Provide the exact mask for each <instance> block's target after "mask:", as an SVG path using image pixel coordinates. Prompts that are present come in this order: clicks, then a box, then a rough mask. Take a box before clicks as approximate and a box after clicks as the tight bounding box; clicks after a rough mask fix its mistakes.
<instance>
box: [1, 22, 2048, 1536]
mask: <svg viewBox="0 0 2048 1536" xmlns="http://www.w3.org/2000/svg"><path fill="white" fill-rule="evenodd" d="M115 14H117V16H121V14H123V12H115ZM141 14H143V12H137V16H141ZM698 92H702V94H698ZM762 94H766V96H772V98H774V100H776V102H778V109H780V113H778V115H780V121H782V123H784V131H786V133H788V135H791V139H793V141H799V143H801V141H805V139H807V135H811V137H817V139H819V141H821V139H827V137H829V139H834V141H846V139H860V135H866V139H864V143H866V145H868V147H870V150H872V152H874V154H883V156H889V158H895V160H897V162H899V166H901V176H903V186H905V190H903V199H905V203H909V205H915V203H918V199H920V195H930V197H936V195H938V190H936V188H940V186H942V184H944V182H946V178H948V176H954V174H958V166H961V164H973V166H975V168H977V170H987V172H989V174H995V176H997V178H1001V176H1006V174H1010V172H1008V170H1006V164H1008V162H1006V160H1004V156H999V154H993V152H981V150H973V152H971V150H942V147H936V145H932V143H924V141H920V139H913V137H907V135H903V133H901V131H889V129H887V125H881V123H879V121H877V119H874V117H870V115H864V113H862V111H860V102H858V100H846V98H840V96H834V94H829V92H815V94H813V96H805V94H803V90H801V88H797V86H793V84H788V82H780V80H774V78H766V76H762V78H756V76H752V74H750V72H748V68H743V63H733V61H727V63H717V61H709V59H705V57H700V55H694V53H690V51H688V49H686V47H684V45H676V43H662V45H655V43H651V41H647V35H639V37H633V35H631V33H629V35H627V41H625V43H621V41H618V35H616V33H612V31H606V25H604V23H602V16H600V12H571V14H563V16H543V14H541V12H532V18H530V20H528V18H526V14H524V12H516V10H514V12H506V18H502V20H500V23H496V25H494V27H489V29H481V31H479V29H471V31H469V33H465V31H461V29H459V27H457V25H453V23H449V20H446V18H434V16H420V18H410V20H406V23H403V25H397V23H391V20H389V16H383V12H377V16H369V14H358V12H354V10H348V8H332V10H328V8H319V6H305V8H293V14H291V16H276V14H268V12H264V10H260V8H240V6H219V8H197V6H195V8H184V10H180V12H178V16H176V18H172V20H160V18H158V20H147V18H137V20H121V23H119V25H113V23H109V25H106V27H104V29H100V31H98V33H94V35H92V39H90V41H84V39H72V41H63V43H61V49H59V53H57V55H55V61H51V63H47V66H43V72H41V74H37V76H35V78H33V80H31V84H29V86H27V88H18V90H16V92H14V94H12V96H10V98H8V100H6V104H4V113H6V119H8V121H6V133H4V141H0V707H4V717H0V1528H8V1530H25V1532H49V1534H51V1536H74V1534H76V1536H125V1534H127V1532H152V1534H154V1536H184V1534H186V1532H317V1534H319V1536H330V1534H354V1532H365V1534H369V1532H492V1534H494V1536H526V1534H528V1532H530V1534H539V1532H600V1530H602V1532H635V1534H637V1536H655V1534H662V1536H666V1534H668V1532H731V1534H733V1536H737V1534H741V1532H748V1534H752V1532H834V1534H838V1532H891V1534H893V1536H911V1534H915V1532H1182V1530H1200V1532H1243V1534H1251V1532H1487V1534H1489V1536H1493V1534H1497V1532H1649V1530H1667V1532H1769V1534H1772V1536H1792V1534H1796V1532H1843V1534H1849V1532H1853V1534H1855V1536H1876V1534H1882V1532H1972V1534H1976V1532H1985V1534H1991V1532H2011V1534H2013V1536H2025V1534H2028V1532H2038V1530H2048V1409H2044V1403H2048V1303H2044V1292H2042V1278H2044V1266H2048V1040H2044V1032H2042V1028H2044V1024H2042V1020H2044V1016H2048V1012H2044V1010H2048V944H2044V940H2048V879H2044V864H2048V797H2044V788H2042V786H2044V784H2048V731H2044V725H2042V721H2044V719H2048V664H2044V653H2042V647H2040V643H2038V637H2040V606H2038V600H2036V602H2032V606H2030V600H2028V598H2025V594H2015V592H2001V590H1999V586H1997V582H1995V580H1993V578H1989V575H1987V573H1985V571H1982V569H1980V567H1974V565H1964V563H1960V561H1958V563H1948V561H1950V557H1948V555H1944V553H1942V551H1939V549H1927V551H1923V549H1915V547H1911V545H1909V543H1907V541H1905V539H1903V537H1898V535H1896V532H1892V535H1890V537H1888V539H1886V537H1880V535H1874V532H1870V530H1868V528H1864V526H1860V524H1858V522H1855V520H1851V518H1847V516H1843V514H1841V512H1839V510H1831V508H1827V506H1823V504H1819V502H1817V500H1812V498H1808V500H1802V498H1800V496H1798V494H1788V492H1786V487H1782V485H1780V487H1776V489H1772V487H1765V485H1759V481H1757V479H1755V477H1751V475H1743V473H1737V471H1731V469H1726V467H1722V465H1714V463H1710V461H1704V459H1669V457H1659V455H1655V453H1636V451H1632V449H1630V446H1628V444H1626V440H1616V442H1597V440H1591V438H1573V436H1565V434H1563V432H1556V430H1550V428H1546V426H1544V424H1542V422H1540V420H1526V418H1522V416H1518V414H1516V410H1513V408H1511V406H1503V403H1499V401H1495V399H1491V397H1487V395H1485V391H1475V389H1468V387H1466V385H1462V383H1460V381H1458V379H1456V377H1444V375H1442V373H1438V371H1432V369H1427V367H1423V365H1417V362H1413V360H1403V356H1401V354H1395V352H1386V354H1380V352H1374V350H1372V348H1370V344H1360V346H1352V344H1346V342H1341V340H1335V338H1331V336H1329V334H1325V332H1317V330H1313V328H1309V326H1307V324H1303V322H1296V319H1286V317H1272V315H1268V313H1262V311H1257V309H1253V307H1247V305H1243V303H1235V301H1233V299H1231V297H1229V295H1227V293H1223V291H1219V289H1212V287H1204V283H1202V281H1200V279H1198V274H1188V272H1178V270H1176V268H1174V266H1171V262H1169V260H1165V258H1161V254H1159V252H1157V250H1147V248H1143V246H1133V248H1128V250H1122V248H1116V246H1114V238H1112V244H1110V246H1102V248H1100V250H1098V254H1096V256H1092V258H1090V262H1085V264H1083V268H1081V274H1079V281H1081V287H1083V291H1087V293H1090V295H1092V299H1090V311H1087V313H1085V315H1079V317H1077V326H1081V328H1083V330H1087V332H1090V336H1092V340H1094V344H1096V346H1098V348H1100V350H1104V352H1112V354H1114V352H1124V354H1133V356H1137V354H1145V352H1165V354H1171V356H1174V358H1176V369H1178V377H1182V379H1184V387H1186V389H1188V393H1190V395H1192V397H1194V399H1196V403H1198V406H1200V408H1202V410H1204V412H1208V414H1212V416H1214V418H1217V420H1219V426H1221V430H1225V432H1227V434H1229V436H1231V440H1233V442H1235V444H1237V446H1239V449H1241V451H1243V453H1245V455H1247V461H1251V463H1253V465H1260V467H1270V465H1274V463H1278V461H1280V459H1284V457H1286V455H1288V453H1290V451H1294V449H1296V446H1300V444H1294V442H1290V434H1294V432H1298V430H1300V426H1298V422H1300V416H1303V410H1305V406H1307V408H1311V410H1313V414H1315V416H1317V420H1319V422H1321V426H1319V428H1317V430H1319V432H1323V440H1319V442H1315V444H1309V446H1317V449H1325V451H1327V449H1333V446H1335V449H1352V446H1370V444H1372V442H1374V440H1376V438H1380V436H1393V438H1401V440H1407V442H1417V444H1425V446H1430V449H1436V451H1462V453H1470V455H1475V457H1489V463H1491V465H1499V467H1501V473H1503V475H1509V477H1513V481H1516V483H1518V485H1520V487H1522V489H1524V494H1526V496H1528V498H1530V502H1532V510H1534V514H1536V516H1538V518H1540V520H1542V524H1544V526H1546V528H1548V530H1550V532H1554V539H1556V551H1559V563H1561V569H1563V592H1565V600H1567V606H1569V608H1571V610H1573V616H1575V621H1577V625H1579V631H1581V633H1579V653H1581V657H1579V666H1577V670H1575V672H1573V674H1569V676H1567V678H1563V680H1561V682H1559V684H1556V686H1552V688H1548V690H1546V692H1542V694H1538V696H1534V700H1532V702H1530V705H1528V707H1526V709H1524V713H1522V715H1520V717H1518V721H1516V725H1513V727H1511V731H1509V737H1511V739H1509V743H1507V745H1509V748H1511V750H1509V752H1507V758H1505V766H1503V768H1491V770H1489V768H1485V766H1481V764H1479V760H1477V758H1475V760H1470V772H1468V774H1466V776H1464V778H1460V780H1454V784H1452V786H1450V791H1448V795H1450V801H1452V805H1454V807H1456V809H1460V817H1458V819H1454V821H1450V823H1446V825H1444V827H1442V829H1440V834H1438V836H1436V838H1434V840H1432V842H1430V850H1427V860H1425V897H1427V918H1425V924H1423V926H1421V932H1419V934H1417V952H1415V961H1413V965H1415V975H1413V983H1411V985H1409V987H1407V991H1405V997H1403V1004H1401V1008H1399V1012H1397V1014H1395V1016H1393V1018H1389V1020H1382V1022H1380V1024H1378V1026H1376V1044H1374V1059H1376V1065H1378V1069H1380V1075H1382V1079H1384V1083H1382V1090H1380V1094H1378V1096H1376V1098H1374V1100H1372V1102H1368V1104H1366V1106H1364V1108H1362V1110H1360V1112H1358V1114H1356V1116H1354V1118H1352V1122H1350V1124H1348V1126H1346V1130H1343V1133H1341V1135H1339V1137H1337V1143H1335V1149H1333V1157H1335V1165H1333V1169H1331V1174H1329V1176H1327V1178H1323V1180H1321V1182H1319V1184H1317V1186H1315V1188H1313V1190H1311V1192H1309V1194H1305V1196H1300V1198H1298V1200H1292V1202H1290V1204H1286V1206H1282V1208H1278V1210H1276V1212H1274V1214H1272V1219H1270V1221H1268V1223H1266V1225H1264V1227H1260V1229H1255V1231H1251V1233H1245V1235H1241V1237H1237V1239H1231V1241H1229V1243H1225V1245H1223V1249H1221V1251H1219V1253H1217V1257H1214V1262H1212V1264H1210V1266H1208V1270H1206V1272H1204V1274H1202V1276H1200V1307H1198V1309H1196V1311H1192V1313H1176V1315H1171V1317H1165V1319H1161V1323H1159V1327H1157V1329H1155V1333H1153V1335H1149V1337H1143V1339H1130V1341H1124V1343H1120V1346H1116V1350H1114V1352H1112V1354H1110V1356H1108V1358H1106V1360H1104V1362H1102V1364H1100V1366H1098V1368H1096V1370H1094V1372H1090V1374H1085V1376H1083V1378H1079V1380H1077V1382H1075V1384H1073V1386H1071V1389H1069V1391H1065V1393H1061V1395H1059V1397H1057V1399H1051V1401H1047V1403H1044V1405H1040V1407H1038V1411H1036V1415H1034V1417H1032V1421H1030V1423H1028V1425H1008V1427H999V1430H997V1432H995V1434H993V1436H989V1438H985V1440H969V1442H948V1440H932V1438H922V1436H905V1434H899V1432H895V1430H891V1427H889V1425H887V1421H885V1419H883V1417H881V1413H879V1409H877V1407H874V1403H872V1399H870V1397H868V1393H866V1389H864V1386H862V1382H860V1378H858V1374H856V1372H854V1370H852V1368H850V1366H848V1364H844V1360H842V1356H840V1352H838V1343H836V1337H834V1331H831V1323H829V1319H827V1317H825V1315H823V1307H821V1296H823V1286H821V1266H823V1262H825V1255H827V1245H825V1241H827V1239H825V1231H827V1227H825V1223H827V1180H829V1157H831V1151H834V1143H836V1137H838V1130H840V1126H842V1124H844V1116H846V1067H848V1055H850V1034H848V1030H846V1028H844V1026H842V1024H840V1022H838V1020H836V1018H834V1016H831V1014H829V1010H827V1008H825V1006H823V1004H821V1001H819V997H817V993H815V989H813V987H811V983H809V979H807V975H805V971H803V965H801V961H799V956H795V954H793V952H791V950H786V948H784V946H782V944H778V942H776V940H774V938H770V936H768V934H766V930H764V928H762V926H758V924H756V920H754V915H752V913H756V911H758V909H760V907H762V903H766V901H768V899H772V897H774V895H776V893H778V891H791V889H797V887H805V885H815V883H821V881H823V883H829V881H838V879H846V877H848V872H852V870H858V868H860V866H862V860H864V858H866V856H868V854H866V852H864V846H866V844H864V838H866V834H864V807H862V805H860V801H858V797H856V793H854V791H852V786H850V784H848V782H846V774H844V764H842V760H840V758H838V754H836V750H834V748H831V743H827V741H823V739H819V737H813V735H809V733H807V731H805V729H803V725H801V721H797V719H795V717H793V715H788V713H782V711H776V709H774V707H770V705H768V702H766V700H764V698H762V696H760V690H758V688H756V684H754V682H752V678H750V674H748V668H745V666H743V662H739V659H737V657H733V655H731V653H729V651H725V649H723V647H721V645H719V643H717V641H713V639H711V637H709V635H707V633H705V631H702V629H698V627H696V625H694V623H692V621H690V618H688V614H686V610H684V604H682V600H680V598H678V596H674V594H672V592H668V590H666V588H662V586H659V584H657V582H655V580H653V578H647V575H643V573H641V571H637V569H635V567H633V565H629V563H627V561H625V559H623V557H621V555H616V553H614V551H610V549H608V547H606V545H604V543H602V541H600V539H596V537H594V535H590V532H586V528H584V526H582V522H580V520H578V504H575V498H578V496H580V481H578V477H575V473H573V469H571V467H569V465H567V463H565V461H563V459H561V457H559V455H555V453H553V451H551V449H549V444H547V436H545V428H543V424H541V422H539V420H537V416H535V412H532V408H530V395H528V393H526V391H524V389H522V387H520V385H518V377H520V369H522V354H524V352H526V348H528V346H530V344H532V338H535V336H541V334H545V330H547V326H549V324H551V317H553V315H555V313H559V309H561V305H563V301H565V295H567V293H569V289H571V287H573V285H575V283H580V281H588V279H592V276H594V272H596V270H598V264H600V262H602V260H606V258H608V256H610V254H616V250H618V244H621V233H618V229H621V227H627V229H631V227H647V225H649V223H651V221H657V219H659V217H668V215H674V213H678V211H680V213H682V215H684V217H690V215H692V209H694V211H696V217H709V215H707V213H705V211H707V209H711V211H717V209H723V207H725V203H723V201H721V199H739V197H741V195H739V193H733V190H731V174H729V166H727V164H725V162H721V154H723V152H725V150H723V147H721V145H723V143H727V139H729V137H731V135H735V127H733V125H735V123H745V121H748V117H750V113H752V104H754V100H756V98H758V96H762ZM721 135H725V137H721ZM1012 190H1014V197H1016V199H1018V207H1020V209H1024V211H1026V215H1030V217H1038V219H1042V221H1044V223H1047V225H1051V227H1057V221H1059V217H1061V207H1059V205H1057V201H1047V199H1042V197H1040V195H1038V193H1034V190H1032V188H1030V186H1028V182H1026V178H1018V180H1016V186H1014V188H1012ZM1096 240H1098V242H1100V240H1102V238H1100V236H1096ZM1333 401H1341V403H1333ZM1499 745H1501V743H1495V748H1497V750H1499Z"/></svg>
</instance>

How to complete this task: Within the entries above, work out how many lines contain the word "instance". The number alone is the answer.

Exercise output: 3